Given task 1 >> In the forum thread on old saws, what does the first post say a saw is worth if its nameplate does not say "Disston....Philadelphia"?
Given task 2 >> Please duplicate the forum thread on old saws from "## mike1950 (Aug" to "(Nov 21, 2010)".
Given task 3 >> Carry the forum thread on old saws forward, starting right after its last sentence.

Look at the little brass nameplate. If it says "Disston....Philadelphia" around the circle, it's a keeper. Otherwise, its worth MAYBE $5.00. 

The planes, depending on condition, age and type could be worth $25.00 each. Possibly, lots more!

Do a google search on "vintage Stanley planes for more info.


----------



## mike1950 (Aug 29, 2010)

are they regular saws or backsaws or? Google disston and you will find that you can identify era that saw was made back to 1850s. I have 2 late 1800's and an early 1900's tennon saws that I just love to use. Maybe it is because of all those that used them before me!!


----------



## BassBlaster (Nov 21, 2010)

None of them were back saws. They all had the Disston medallion on them but dont know if they said Philidelphia or not. Most of them had the etching wore of the blades.


----------



## BWSmith (Aug 24, 2010)

We have a bunch.....some were my Grandfathers,alot were my Dad's.When I started in the early seventies we were still using hand mitre bxs........having young eyes,I was designated cut-man.So handsaws were just so gauldang intriguing.

Data extract >>
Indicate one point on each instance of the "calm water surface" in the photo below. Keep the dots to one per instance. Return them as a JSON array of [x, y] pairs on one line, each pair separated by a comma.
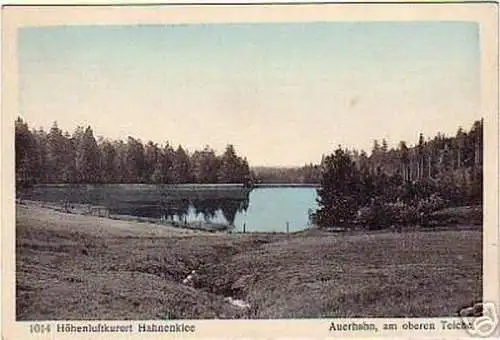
[[260, 210], [269, 210]]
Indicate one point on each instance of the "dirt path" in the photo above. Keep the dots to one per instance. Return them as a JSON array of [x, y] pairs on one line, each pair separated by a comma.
[[84, 267]]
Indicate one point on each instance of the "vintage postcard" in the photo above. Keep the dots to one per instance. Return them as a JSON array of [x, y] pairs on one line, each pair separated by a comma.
[[250, 171]]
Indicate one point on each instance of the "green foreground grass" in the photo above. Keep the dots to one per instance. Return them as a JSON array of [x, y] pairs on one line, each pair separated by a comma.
[[84, 267]]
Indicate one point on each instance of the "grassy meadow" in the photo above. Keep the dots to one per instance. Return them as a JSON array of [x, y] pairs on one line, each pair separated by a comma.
[[71, 266]]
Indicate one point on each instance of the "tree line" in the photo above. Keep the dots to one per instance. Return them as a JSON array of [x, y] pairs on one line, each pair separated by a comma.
[[58, 157], [307, 174], [402, 185]]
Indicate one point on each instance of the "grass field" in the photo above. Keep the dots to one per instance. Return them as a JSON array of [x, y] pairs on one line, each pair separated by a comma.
[[85, 267]]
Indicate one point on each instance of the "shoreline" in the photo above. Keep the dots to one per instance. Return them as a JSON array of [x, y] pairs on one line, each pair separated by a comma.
[[101, 268]]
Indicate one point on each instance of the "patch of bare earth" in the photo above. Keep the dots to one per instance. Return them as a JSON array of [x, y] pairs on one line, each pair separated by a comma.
[[83, 267]]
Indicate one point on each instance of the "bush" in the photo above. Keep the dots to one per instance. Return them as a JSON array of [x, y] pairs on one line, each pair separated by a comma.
[[379, 215]]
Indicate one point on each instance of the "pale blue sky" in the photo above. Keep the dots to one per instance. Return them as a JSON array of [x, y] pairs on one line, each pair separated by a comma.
[[282, 93]]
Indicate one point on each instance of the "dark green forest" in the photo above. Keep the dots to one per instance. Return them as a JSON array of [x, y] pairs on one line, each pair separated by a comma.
[[58, 157], [390, 185], [405, 185]]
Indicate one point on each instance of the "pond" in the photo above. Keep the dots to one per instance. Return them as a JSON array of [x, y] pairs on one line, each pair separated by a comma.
[[274, 209]]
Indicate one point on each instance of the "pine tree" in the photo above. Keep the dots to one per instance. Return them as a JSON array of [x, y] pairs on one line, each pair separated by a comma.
[[339, 195], [88, 162]]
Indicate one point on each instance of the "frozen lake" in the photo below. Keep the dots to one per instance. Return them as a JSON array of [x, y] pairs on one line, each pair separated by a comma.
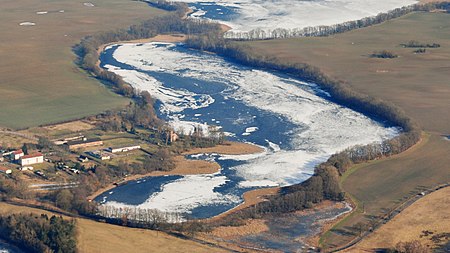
[[246, 15], [295, 122]]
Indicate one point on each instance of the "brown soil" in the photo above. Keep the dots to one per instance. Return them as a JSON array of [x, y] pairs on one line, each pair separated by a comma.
[[431, 213], [250, 198], [228, 148], [251, 227]]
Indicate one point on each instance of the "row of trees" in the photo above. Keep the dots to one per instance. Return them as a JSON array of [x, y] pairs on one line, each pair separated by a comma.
[[39, 234], [88, 49], [260, 34], [324, 184]]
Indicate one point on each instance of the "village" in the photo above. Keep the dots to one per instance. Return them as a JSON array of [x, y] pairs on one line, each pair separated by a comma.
[[70, 149]]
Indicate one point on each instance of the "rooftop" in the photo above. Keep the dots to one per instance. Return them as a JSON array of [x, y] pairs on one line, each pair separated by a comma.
[[83, 141], [32, 155], [16, 152]]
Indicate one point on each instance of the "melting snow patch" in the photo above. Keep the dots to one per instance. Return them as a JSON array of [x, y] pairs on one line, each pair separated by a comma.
[[27, 24]]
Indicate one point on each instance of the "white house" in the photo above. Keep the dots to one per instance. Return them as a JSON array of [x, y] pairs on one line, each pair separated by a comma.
[[16, 155], [123, 149], [31, 159]]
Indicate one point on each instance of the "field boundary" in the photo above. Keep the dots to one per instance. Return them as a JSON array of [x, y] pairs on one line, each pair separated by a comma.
[[390, 215]]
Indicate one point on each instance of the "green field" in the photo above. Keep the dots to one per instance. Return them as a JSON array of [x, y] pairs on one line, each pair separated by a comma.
[[417, 83], [39, 82]]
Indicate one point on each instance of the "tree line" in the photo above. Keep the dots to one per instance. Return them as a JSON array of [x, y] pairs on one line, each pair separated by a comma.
[[88, 49], [316, 31], [39, 234]]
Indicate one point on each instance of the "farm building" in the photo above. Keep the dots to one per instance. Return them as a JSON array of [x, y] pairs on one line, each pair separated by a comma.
[[123, 149], [84, 143], [31, 159], [100, 155], [17, 154], [83, 159], [25, 168], [5, 170]]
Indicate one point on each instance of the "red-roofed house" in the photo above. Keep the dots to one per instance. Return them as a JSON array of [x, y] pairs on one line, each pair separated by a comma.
[[16, 155], [5, 170], [31, 159]]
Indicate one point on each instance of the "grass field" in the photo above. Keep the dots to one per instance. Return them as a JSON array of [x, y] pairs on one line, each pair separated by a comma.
[[380, 186], [96, 237], [39, 82], [430, 213], [418, 83]]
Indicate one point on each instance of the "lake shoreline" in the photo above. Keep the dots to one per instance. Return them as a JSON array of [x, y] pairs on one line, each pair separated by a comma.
[[184, 166]]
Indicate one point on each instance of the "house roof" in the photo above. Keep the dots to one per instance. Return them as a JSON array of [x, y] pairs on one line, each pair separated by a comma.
[[4, 169], [83, 141], [16, 152], [32, 156]]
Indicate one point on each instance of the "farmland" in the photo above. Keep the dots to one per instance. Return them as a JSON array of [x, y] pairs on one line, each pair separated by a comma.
[[428, 214], [39, 81], [417, 83], [100, 237]]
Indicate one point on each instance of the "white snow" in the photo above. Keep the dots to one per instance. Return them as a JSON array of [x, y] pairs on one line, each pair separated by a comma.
[[290, 14], [27, 24], [184, 194], [323, 128]]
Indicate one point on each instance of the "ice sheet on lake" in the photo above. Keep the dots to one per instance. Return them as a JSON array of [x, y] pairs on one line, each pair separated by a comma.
[[323, 128], [290, 14], [185, 194]]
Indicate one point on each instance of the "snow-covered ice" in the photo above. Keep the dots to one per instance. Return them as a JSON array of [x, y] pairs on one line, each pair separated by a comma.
[[322, 127]]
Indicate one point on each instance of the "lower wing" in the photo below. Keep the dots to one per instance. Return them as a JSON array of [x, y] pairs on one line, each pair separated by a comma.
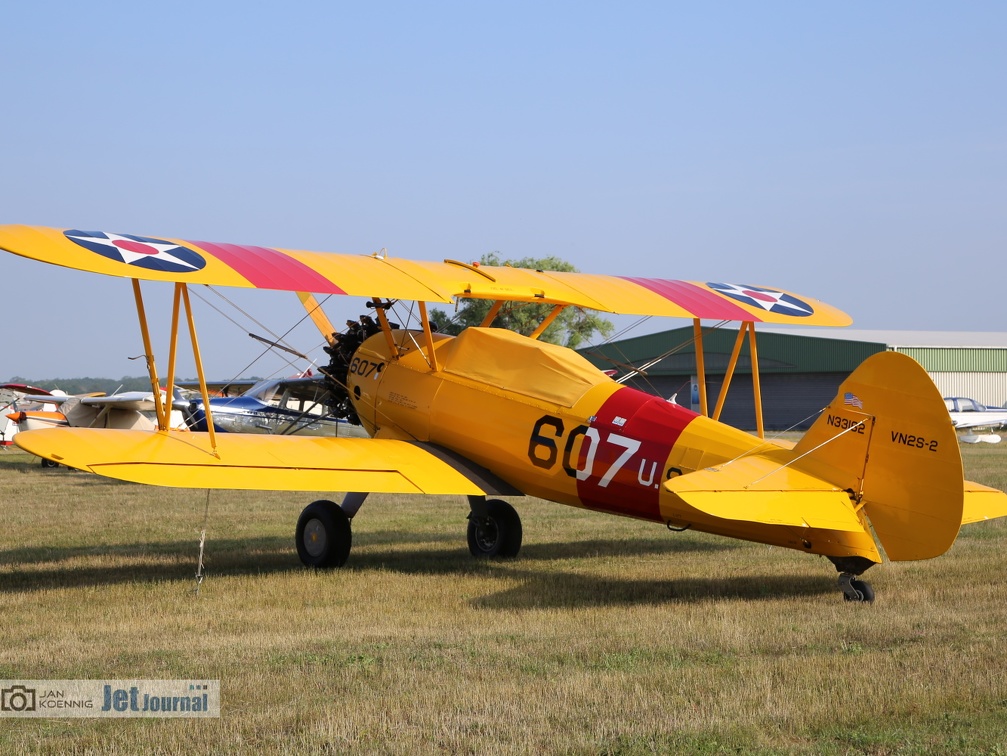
[[253, 462]]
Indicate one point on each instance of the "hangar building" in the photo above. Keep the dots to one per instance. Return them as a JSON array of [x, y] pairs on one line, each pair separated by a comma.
[[801, 369]]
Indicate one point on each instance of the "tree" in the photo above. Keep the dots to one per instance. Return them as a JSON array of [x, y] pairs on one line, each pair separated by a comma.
[[573, 326]]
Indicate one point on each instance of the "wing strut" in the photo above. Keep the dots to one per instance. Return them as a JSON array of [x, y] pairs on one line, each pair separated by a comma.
[[547, 321], [428, 336], [747, 326], [148, 352]]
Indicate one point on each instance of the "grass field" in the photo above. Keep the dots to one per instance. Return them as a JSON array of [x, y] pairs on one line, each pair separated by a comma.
[[606, 635]]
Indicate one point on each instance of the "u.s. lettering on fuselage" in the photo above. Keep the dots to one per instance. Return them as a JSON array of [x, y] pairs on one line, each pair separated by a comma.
[[854, 426]]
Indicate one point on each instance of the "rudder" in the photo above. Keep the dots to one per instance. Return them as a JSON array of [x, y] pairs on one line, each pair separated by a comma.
[[887, 438]]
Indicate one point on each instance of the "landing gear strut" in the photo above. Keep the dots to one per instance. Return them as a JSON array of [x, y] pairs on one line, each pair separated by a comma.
[[854, 589], [493, 528], [323, 536]]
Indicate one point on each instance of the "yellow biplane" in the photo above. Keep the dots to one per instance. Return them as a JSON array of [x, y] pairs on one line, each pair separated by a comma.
[[490, 413]]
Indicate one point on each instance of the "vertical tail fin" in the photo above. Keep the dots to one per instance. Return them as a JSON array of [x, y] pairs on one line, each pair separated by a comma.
[[888, 438]]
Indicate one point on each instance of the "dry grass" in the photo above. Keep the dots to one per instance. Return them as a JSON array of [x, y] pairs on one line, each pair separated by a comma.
[[605, 636]]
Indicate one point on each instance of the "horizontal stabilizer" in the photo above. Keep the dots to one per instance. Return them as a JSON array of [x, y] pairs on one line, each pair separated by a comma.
[[983, 502], [251, 462], [756, 489]]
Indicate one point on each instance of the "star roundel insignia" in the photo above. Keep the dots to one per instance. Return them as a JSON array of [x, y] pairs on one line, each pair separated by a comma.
[[767, 299], [152, 254]]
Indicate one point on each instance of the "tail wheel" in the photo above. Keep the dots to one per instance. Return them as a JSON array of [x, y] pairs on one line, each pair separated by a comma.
[[323, 536], [495, 532], [855, 589]]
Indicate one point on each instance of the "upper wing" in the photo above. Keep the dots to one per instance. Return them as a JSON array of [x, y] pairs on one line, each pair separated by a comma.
[[252, 462], [369, 276]]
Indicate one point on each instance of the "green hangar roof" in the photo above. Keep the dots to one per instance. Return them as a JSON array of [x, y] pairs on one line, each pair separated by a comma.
[[778, 352]]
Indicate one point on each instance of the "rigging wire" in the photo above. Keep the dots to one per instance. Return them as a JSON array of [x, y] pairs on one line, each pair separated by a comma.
[[202, 542]]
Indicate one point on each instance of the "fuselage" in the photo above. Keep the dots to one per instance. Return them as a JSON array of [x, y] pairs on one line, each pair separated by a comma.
[[546, 421]]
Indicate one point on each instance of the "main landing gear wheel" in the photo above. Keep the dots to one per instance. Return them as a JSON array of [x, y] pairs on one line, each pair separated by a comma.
[[494, 531], [855, 589], [323, 535]]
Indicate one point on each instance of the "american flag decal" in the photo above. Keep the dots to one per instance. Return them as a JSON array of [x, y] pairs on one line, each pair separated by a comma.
[[852, 400]]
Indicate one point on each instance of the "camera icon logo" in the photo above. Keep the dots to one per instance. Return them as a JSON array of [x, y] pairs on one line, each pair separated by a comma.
[[17, 699]]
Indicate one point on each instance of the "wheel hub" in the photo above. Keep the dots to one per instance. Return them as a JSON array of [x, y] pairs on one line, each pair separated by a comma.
[[314, 538]]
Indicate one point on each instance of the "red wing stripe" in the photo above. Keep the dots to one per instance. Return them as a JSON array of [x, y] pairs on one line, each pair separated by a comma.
[[702, 303], [270, 269]]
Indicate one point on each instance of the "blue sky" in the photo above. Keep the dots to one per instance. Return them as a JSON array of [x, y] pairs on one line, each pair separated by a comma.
[[855, 152]]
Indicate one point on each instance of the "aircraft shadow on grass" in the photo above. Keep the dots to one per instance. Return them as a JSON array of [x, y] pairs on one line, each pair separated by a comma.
[[273, 555]]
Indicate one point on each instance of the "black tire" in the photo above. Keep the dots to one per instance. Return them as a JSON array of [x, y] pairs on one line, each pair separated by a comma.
[[323, 536], [863, 589], [496, 533]]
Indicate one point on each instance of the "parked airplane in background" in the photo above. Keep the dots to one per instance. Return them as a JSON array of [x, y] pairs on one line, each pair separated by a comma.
[[970, 415], [296, 406], [492, 413]]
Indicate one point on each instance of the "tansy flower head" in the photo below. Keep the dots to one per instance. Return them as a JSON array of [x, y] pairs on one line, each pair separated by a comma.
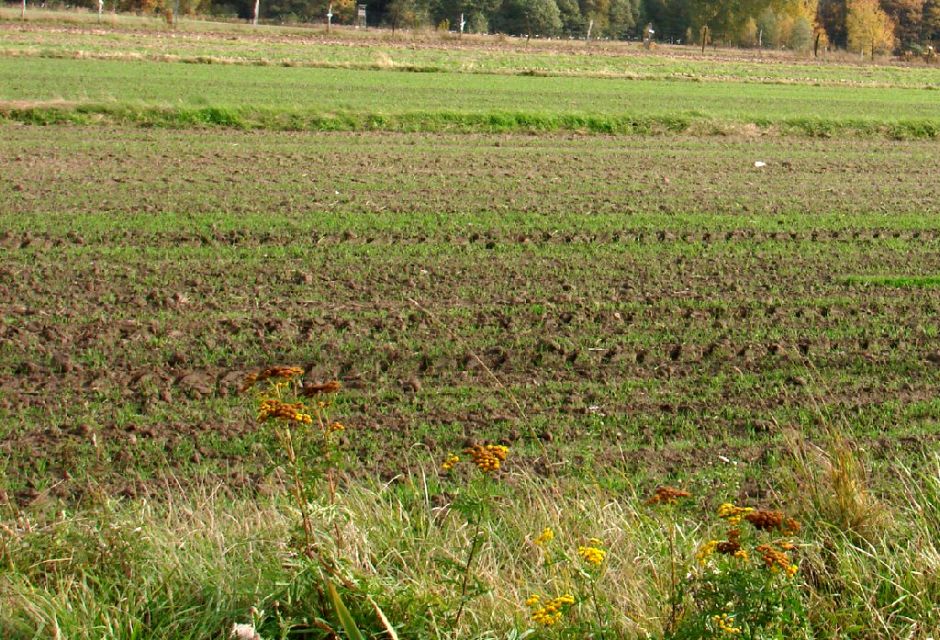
[[592, 554], [270, 408], [725, 624], [667, 495], [545, 537], [732, 513], [487, 457], [449, 463]]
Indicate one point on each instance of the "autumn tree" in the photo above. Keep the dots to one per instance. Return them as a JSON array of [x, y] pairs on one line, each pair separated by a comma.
[[931, 24], [868, 27], [909, 16]]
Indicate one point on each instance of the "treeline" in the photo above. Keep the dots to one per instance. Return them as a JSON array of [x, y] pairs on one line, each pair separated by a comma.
[[869, 26]]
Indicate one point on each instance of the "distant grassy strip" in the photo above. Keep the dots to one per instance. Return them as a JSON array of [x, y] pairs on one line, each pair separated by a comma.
[[901, 282], [520, 70], [249, 118]]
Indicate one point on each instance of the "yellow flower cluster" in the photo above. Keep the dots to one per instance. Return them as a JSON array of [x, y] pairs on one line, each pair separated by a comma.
[[733, 514], [450, 462], [487, 457], [725, 624], [592, 553], [292, 411], [549, 613], [545, 537]]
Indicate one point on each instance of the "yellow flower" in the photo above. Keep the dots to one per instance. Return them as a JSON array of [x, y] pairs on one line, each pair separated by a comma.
[[545, 537], [272, 408], [489, 457], [725, 624], [733, 514], [592, 555]]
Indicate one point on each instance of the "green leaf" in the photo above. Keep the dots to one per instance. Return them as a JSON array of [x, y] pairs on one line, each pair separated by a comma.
[[345, 618]]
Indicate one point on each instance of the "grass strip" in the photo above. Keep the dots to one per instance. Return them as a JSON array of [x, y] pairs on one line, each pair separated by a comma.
[[901, 282], [252, 118]]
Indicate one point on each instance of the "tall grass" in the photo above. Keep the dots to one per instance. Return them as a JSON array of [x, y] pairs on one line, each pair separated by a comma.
[[190, 566]]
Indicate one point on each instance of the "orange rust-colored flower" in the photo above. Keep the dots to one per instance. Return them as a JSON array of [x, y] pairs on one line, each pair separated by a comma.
[[667, 495], [311, 390], [772, 520], [277, 371]]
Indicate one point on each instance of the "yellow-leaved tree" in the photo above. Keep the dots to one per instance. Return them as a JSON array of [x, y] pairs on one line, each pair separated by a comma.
[[869, 28]]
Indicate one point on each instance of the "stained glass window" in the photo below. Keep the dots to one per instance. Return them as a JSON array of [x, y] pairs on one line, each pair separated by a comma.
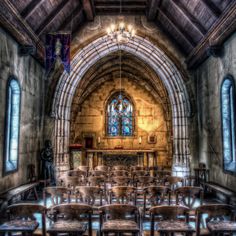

Exercise answer 1 >> Maybe $5.00.

Exercise answer 2 >>
## mike1950 (Aug 29, 2010)

are they regular saws or backsaws or? Google disston and you will find that you can identify era that saw was made back to 1850s. I have 2 late 1800's and an early 1900's tennon saws that I just love to use. Maybe it is because of all those that used them before me!!


----------



## BassBlaster (Nov 21, 2010)

Exercise answer 3 >>
Anyhow started buying new handsaws here and there.This was 40 years ago so those are old now....haha.Theres slight differences in pre-war Disstons and the ones I bought.It would be Ford vs Chevy argument with alot of old timers.....for somethings I liked a new D95 or D7 and some things were better served with an old wore out saw.

Different needs or criteria will determine what works best.I was fortunate to have pretty much every saw ever made by Disston and.....well,still do....The point is theres such a fine degree of motor skills usin one properly that only the enduser is gonna be able to determine what he/she likes.For instance,got several of the "sway-back"(forget the number)....and just don't care for that style.Next guy comes along and it'll be the first one he picks up.

Reckon you could google and be able to distinguish the "collector" value,to assist in their purchase.But give me a razor sharp D7,10 pt. from the mid '70's....and maybe cut the top horn off.I could do 90% of what I use one for.And be done with it.Best of luck,BW


----------



## BassBlaster (Nov 21, 2010)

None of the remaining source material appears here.